Given problem:
Swap "blue jeans" for "gray overalls" and reproduce the data below with everything else unchanged, omitting the pictures.

Rows:
■ ■ ■ ■ ■ ■ ■
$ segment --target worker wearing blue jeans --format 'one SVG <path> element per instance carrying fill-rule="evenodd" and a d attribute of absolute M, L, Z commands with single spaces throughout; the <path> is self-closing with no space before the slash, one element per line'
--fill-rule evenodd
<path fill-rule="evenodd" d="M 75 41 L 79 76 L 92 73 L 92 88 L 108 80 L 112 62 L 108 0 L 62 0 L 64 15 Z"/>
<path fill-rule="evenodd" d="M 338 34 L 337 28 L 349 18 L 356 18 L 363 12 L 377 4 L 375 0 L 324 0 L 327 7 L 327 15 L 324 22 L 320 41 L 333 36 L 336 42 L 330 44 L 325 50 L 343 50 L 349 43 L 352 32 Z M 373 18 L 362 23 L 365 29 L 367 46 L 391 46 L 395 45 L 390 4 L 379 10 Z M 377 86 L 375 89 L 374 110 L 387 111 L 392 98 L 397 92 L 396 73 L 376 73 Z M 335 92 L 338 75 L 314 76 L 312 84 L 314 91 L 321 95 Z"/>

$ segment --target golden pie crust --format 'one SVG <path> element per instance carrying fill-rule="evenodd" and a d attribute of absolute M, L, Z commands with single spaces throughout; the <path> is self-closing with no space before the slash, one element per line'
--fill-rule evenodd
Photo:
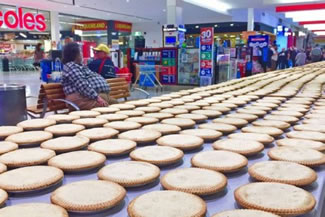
■ ■ ■ ■ ■ ■ ■
Answer in full:
$ segment --target worker wearing gray overalls --format 'one SVG <path> element per instance carrying fill-rule="evenodd" and a d attribute of absolute M, L, Z commands with single spaces throughout; the <path> is self-closing with no space before the slash, one element per line'
--fill-rule evenodd
<path fill-rule="evenodd" d="M 75 41 L 79 76 L 92 73 L 92 88 L 108 80 L 112 62 L 108 0 L 62 0 L 64 15 Z"/>
<path fill-rule="evenodd" d="M 338 34 L 337 28 L 349 18 L 356 18 L 363 12 L 377 4 L 375 0 L 324 0 L 327 7 L 327 15 L 324 22 L 320 41 L 333 36 L 336 42 L 330 44 L 325 50 L 343 50 L 349 43 L 352 32 Z M 373 18 L 362 23 L 365 29 L 367 46 L 391 46 L 395 45 L 390 4 L 379 10 Z M 377 86 L 375 89 L 374 110 L 387 111 L 392 98 L 397 92 L 396 73 L 376 73 Z M 335 92 L 338 75 L 314 76 L 312 84 L 314 91 L 321 95 Z"/>

$ segment --target golden pie crust --format 'one SVG <path> element per instance carrying fill-rule="evenodd" and a d attribute of absolute M, L, Z commands with single spaces throughout; the <path> is self-closing with no space before the slash, one element per line'
--fill-rule evenodd
Photo:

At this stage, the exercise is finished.